## YOUR OBJECTIVE
Copy every row below word for word, leaving out the pictures.

## DATASET EXTRACT
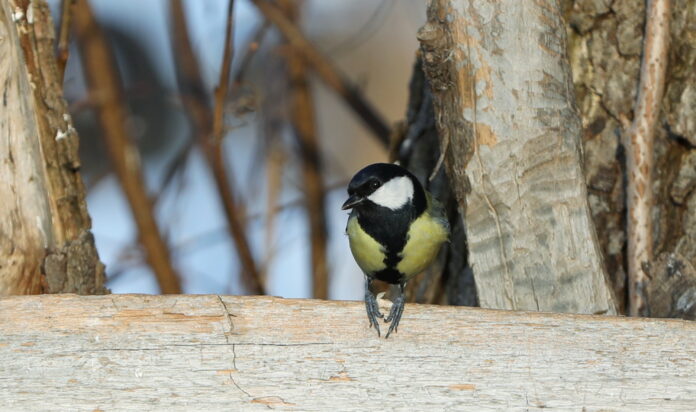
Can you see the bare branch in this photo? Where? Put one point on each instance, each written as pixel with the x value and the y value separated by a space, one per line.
pixel 328 73
pixel 639 156
pixel 303 121
pixel 99 67
pixel 196 101
pixel 63 51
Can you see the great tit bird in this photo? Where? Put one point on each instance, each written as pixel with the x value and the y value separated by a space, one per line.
pixel 395 230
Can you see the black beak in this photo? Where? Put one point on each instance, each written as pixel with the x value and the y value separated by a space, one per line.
pixel 352 202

## COMPLETE RESPONSE
Can you see the bare branch in this photo? Where? Put one point on each instance, each written as pixel with the x value and the y value separated by a space, one per line.
pixel 328 73
pixel 639 156
pixel 303 121
pixel 99 67
pixel 196 101
pixel 63 51
Can you see the great tit bird in this photo? Where? Put one point on each instance, each written as pixel with the x value and the y value separated by a space, one per line.
pixel 395 230
Can you see the black beak in this photo? Where? Put one point on each instance, each written as pixel with the x value and the y value separated by a space, one per line.
pixel 352 202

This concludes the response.